HCN Stock: “Boring” Real Estate Stock Delivers Market Beating Returns
58% Total Return in Less Than 3 Years
The real estate industry is known for producing a steady stream of rental income. But with the right investment, it can deliver some serious total returns too.
Case in point, if an investor bought shares of Welltower Inc (NYSE:HCN) at the beginning of 2014, they would have earned a total return of 58%, assuming automatic dividend reinvestment. The S&P 500 Index, on the other hand, delivered total shareholder return of 47% during this period. (Source: “The Aging Population: Driving the Future of Health Care Real Estate,” Welltower Inc, last accessed November 22, 2017.)
Welltower is a real estate investment trust (REIT) that focuses on the healthcare industry. The company doesn’t make headlines very often, but it is one of the most dominant players in the business. Its current portfolio consists of 1,334 healthcare properties, including seniors housing properties, post-acute care facilities, and outpatient medical offices. With more than $40.0 billion in enterprise value, Welltower is the fourth-largest public real estate company in the U.S.
The neat thing about healthcare real estate is that the business is capable of generating solid cash flows through thick and thin. This is because the healthcare industry is essentially recession-proof. When the economy slows down, retailers might report slowing sales figures, but medical offices and seniors housing operators would still be getting a decent amount of business due to the relatively steady demand for their services.
And that steady business allows Welltower to return a tremendous amount of value to shareholders. Earlier this month, the company paid a quarterly dividend of $0.87 per share, representing its 186th consecutive quarterly payment. In other words, Welltower has been paying uninterrupted quarterly dividends for more than 46 years. (Source: “Welltower Inc. Declares Common Stock and Series I Prefered Stock Dividends,” Welltower Inc, October 26, 2017.)
Since its inception, the company has delivered average annual return of 15.6%, assuming automatic reinvestment of dividends.
Usually, when a solid dividend-paying company achieves this kind of track record, investors would rush towards it and bid up its price. However, Welltower stock is not really expensive and can still offer a decent income opportunity. Trading at $68.39 apiece, the company provides an annual dividend yield of 5.1%, which more than doubles the average yield of S&P 500 companies right now.
Bigger Payouts Are Likely on the Way
Despite its generous dividends, the company still has plenty of room for future payout increases. In the first nine months of 2017, Welltower generated normalized funds from operations (FFO) of $3.19 per share while paying total dividends of $2.61 per share. That translates to a normalized FFO payout ratio of 82%, leaving a margin of safety. (Source: “Welltower Reports Third Quarter 2017 Results,” Welltower Inc, November 7, 2017.)
Welltower is also well positioned to capitalize on a major demographic trend: population aging. According to the U.S. Census Bureau, the number of Americans age 85 and over is expected to double in the next 20 years. National Health Expenditure data suggests that the population aged 85 and up has a per-capital healthcare spending of $34,000 per year, nearly five times the total population average of $7,100. (Source: Ibid.)
With a high quality healthcare real estate portfolio and powerful demographic tailwinds, Welltower will likely deliver increasing returns to shareholders for decades to come.

**Material shown:**
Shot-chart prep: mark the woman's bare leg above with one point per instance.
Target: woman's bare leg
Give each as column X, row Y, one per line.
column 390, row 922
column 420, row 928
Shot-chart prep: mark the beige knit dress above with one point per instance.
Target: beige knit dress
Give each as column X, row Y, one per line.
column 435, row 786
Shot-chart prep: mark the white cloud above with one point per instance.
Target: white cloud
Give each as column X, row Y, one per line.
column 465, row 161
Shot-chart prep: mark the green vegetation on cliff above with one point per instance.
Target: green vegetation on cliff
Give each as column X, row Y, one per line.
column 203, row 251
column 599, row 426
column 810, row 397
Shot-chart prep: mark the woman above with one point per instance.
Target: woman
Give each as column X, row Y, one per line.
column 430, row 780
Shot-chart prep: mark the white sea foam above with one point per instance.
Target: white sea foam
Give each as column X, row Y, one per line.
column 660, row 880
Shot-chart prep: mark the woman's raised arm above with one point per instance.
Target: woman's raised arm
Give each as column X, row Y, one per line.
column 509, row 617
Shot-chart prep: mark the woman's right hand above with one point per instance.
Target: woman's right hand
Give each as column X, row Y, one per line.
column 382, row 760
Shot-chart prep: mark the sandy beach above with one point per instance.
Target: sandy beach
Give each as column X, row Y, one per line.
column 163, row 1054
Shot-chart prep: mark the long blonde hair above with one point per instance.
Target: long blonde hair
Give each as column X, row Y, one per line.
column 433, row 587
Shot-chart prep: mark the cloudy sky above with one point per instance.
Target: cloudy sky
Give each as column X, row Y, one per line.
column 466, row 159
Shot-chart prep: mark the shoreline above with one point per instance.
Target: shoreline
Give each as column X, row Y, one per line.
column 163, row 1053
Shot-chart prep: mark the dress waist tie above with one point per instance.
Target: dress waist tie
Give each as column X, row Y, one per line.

**Study questions:**
• a. Reproduce word for word the passage of the Welltower article starting at "Bigger Payouts Are" and ending at "November 7, 2017.)".
• b. Answer these questions from the Welltower article:
(i) How many healthcare properties make up Welltower's current portfolio?
(ii) What quarterly dividend per share did the company pay earlier this month?
(iii) What normalized funds from operations per share did Welltower generate in the first nine months of 2017?
• c. List every percentage figure that appears in the Welltower article.
The records are independent of the Welltower article and form separate material.

**Exercise responses:**
• a.
Bigger Payouts Are Likely on the Way
Despite its generous dividends, the company still has plenty of room for future payout increases. In the first nine months of 2017, Welltower generated normalized funds from operations (FFO) of $3.19 per share while paying total dividends of $2.61 per share. That translates to a normalized FFO payout ratio of 82%, leaving a margin of safety. (Source: “Welltower Reports Third Quarter 2017 Results,” Welltower Inc, November 7, 2017.)

• b.
(i) 1,334
(ii) $0.87 per share
(iii) $3.19 per share

• c.
58%
47%
15.6%
5.1%
82%